_Texto do exercício_.
──────────

Dados escassos e sobrepesca

Em Marechal Deodoro (AL), pescador captura siris na Lagoa Manguaba utilizando uma armadilha - André Marechal / Marechal Noticias - André Marechal / Marechal Noticias
Em Marechal Deodoro (AL), pescador captura siris na Lagoa Manguaba utilizando uma armadilha
Imagem: André Marechal / Marechal Noticias
Entre outras discussões, o relatório do WWF também joga luz sobre uma lacuna de informações consolidadas sobre a atividade pesqueira no país. Segundo Faro, há uma escassez de dados em relação à pesca no Brasil, o que reflete em pouco ou nenhum controle da exploração.

A pesquisa fez um levantamento sobre as 38 espécies de peixes mais consumidas no país e constatou que 58% dos pescados avaliados não são recomendados para consumo.

"Uma coisa que é bastante preocupante é a falta de dados. No Brasil, a gestão pesqueira é muito fraca, desde 2012 não existe um dado oficial do governo sobre estatísticas da pesca no país", diz Faro. "Também tem o fator econômico. Pelo fato de a pesca não incidir de forma tão grande na economia do país, como a agricultura, por exemplo, existe uma falta de interesse público nesse assunto."

O termo "não recomendado para consumo" nada tem a ver com a qualidade do peixe em si, mas no que está por trás de sua captura. O WWF utiliza essa classificação para pescados "provenientes de pescarias ou fazendas insustentáveis".

As espécies listadas nessa categoria "já estão ameaçadas por sobrepesca, são cultivadas ou retiradas de seu ambiente de forma ecologicamente incorreta, ou ainda sofrem com má gestão", diz o documento.

──────────

_Tarefa A_.
Segundo o texto sobre a pesca no Brasil, quantas das espécies de peixes mais consumidas no país a pesquisa levantou?
_Tarefa B_.
Por favor, retome o texto sobre a pesca no Brasil e dê continuidade a ele a partir da última frase.

──────────

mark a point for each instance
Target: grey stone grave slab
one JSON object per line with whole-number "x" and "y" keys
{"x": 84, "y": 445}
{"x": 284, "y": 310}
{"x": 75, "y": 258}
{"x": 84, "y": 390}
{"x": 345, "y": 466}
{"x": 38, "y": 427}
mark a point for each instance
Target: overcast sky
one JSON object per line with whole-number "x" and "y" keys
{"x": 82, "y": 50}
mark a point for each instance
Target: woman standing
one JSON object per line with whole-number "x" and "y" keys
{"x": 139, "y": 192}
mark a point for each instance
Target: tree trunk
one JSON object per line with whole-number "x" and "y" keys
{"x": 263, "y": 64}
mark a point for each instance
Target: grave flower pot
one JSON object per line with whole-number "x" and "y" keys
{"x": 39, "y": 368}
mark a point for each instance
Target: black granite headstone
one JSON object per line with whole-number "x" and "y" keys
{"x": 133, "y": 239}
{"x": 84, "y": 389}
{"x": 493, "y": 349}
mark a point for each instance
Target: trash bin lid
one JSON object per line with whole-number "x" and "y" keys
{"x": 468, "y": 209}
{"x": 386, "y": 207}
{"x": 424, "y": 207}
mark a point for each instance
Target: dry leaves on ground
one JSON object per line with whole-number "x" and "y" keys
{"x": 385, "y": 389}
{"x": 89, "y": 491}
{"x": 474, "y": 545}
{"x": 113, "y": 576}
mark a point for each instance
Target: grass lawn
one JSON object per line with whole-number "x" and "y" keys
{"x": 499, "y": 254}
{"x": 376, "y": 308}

──────────

_Resposta A_.
38 espécies.

_Resposta B_.
Assegurar informações concretas ao consumidor e destrinchar exatamente que tipo de pescado ele está comendo foram os grandes motes do estudo, diz Faro. "Quando uma pessoa for consumir determinado peixe, ela vai ter a informação. Quando for comprar o peixe, o consumidor vai lembrar: 'Essa espécie aqui eu posso consumir, essa aqui eu devo evitar'. Queremos que as pessoas tomem escolhas sustentáveis."

A sobrepesca, como aponta a pesquisa, aparece como principal fator que resulta na exploração insustentável dos pescados. De acordo com o WWF, no Brasil, 80% dos recursos pesqueiros são explorados além da capacidade reprodutiva dos animais. Ou seja, a pesca retira dos mares e rios um número maior de animais do que seus próprios ciclos de renovação.

"A falta de uma regulamentação do setor atrelada à inexistência de monitoramento da atividade, compromete ainda mais a viabilidade e sustentabilidade desta cadeia produtiva e a qualidade do pescado nacional. Esta exploração desenfreada pode já ter comprometido severamente ou esgotado totalmente os estoques de determinadas espécies em algumas localidades brasileiras", diz o texto.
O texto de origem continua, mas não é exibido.